The records are to be restated in their entirety, word for word.

RECORDS SUPPLIED ->
● ● ● ● ● ● ●

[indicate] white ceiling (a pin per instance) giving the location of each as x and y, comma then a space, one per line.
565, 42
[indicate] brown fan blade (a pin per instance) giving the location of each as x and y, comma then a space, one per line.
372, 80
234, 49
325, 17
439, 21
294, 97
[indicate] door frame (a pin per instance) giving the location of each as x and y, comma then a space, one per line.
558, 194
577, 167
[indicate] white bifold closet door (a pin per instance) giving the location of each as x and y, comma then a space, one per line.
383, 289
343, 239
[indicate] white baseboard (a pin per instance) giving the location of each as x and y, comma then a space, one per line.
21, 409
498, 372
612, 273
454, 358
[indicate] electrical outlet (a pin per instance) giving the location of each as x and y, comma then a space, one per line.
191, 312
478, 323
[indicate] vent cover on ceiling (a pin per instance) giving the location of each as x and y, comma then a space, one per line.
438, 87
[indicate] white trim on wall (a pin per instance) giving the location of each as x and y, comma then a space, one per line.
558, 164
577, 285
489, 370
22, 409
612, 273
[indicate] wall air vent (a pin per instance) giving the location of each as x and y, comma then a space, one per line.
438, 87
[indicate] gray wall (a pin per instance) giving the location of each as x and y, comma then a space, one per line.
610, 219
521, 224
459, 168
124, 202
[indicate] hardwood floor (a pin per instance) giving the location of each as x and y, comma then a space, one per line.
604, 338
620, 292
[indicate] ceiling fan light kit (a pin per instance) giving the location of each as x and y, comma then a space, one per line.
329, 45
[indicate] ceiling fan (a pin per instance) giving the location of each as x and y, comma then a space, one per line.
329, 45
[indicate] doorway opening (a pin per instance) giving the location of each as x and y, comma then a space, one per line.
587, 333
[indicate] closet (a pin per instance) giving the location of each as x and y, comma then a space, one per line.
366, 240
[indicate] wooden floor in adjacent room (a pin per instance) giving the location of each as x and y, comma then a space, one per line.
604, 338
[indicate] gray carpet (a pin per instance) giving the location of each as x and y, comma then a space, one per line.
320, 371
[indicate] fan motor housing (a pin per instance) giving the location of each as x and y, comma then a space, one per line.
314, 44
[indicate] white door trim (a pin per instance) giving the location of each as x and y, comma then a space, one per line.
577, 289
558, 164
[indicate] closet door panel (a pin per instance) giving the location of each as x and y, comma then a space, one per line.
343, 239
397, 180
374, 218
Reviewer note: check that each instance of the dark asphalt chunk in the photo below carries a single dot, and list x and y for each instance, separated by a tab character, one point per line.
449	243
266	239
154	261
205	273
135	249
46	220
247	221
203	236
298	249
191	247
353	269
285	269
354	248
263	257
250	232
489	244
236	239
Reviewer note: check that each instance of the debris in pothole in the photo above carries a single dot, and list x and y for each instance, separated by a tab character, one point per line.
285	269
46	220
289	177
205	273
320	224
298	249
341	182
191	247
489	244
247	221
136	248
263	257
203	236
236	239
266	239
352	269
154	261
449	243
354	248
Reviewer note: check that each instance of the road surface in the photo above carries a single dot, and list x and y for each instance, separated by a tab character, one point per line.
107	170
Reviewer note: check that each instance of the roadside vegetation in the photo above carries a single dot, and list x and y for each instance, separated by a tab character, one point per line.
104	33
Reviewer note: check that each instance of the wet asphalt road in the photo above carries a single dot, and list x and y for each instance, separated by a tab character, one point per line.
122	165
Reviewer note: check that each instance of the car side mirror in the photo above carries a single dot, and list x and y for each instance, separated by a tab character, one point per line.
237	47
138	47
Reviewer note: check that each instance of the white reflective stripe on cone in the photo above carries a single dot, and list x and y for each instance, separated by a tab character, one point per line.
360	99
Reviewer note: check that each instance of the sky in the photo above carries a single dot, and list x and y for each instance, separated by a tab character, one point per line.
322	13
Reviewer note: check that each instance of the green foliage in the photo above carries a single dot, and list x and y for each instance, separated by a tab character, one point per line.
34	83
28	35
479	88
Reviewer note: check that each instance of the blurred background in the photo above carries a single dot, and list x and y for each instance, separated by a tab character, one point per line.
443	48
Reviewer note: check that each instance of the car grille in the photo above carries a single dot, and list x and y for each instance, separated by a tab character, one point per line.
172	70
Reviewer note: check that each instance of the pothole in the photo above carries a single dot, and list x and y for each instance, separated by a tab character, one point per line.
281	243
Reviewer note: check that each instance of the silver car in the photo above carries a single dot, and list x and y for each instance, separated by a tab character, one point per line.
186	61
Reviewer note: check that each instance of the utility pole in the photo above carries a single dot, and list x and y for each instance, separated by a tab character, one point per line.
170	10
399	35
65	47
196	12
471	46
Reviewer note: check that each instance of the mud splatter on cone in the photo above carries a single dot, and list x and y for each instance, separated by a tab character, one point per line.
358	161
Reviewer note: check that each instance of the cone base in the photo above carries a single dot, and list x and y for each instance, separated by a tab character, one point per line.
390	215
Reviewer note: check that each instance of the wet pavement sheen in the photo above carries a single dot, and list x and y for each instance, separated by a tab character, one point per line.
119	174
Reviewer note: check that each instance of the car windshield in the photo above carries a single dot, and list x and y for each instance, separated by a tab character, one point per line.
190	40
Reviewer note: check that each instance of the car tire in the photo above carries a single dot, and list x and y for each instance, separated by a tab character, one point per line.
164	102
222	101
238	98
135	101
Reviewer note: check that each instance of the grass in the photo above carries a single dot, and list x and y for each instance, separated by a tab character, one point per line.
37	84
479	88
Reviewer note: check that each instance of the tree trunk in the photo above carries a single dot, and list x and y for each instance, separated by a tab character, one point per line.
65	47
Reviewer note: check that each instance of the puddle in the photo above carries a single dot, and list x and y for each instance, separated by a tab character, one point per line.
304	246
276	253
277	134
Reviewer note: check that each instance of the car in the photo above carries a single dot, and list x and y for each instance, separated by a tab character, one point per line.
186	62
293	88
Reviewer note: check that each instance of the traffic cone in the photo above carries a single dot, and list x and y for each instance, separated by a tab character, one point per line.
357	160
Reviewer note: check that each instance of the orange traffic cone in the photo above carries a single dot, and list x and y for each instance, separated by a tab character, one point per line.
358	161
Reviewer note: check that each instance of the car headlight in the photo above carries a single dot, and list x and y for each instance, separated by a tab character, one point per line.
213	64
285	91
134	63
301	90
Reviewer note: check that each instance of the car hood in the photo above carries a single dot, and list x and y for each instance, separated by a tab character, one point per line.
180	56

● ● ● ● ● ● ●

EXPECTED ANSWER ->
[indicate] white ceiling (a pin per instance) giving the location of each as x and y, comma then a space, one per line.
565, 42
[indicate] brown fan blade (a pin per instance) giving the location of each as x and y, comma then a space, one per line.
372, 80
234, 49
325, 17
439, 21
294, 97
[indicate] door frame (a pin per instance) giving the location of each as x and y, comma then a space, one per line.
558, 194
577, 167
[indicate] white bifold closet door (a pin per instance) giving the location of each as x and y, comma then a space, one per line.
383, 289
343, 239
[indicate] white baseboard (a pin per instance) giving the location of each as x and y, comma then a space, one per line.
21, 409
498, 372
612, 273
454, 358
[indicate] electrical outlet (a pin per instance) giving the location of each as x and y, comma then a space, one per line.
191, 312
478, 323
[indicate] vent cover on ceiling (a pin per instance) giving the location of each as x and y, comma then a space, one per line.
438, 87
[indicate] white trim on wall (a pin per instance) giving the location of each as x and y, comma then a space, one per line.
558, 164
577, 285
489, 370
22, 409
612, 273
[indicate] wall air vent (a pin per instance) giving the location of each as x and y, comma then a space, one per line.
438, 87
[indicate] gray wall (a pin per instance) giving the location of each as x and y, comma then a space, one per line.
610, 219
521, 224
459, 168
124, 202
[indicate] hardwood floor (a pin per instance) giving the location of each as x and y, comma then a space, one per line.
604, 338
620, 292
[indicate] ceiling fan light kit (a pin per instance) giving the location of each as x and y, comma then a space, one per line.
329, 45
[indicate] ceiling fan (a pin per instance) giving the location of each as x and y, comma then a space, one per line.
329, 45
[indicate] doorway opening (a pin per instance) giving the location of each as x and y, comma then a space, one per line.
587, 333
[indicate] closet (a pin per instance) giving the location of each as x and y, comma then a space, one per line.
366, 240
[indicate] wooden floor in adjacent room (a pin per instance) giving the location of each as x and y, comma then a space, one per line.
604, 338
[indicate] gray carpet (a pin per instance) giving the location of each as x and y, comma then a space, one per line.
320, 371
[indicate] fan motor housing (a pin per instance) giving the location of each as x and y, comma then a space, one per line.
314, 44
[indicate] white door trim (a pin per instance) giving the location of each as x and y, comma then a space, one per line.
577, 289
558, 164
[indicate] closet door panel (a pin per instance) giving the location of each as x and y, comma then a space, one per line.
343, 239
397, 180
374, 218
Reviewer note: check that each instance of the dark asphalt chunk in the photo below carries a single dot, and list x and y for each instance, separated by a tab character, one point per line.
449	243
266	239
154	261
205	273
135	249
46	220
247	221
203	236
298	249
191	247
353	269
285	269
354	248
263	257
250	232
489	244
236	239
Reviewer note: check that each instance of the debris in pothole in the photo above carries a single dot, and list x and y for each instance, separated by a tab character, one point per line.
285	269
46	220
289	177
205	273
320	224
298	249
341	182
191	247
489	244
247	221
136	248
263	257
203	236
236	239
266	239
352	269
154	261
449	243
354	248
Reviewer note: check that each instance of the road surface in the photo above carries a single dot, and list x and y for each instance, separated by a tab character, one point per line.
107	170
Reviewer note: check that each instance of the roadside vegetation in the photo above carries a single dot, and list x and y for each instance, separated by a tab character, one point per line.
104	33
Reviewer note: check that each instance of the wet asphalt road in the photo above carries a single dot, and list x and y for each instance, separated by a tab character, one point per line.
122	165
Reviewer note: check that each instance of the car side mirror in the photo above carries a single dot, and list x and y for each instance, separated by a tab character, one point per line.
237	47
138	47
Reviewer note: check that each instance of the white reflective stripe on cone in the photo above carries a single dot, and list x and y for each instance, separated by a tab character, one point per line.
360	99
Reviewer note: check that each instance of the sky in the photo above carries a single dot, and list x and y for each instance, separated by a tab character, one point per line.
322	13
Reviewer note: check that each instance of the green foliage in the photo above carries a single dot, and list x and y for each instance, separated by a tab character, one point per line.
34	83
28	35
479	88
Reviewer note: check that each instance of the blurred background in the photo above carries a single dot, and list x and y for each instance, separated by a tab character, one point per line.
443	48
Reviewer note: check that each instance of the car grille in the photo above carries a single dot, and list x and y for each instance, separated by a tab character, one point per line.
172	70
Reviewer note: check that each instance of the pothole in the photo above carries a single dot, and list x and y for each instance, separated by a tab character, one point per line.
281	243
Reviewer note: check that each instance of the silver car in the photo above carries a single dot, and list x and y for each instance, separated by a tab character, one point per line.
186	61
Reviewer note: check that each instance of the utility pole in the photo above carries a single dot, and list x and y for each instance, separated by a tab character, one point per line.
170	10
399	35
65	47
196	12
471	46
Reviewer note: check that each instance of the mud splatter on cone in the photo above carries a single dot, and list x and y for each instance, separated by a tab character, one point per line.
358	161
Reviewer note: check that each instance of the cone base in the photo above carries a single dot, and list x and y for each instance, separated by a tab character, one point per line.
390	215
Reviewer note: check that each instance of the wet pavement sheen in the photo above carries a single dot, and list x and y for each instance, separated by a tab character, one point per line.
119	174
Reviewer note: check that each instance of the car windshield in the photo above carries a single dot, and list x and y for each instance, separated by a tab character, one point per line.
190	40
Reviewer note: check that each instance of the car tire in the photo above carries a single dot, and list x and y for each instance, separated by a tab character, one point per line.
164	102
222	101
238	98
135	101
Reviewer note: check that each instance of the grass in the photo above carries a single dot, and list x and y for each instance, separated by a tab character, one point per line.
37	84
479	88
Reviewer note: check that each instance of the tree trunk in the photo above carries a single dot, and list x and y for each instance, separated by a tab character, one point per line.
65	47
Reviewer note: check that each instance of the puddle in the photo above carries a single dot, and list x and y for each instance, separated by a tab character, one point per line.
304	246
276	253
277	134
Reviewer note: check that each instance of the car in the photo above carries a single dot, and list x and y for each instance, separated by a tab character, one point per line.
186	62
293	88
Reviewer note: check that each instance of the traffic cone in the photo above carries a single dot, and list x and y for each instance, separated by a tab character, one point per line.
357	160
Reviewer note: check that each instance of the orange traffic cone in the photo above carries a single dot, and list x and y for each instance, separated by a tab character, one point per line.
358	161
Reviewer note: check that each instance of the car headlight in the photo above carries a single dot, and list x and y for each instance, separated by a tab character, one point per line.
213	64
285	91
134	63
301	90
Reviewer note: check that each instance of the car hood in the photo above carries a single dot, and list x and y for each instance, separated by a tab character, one point per line.
180	56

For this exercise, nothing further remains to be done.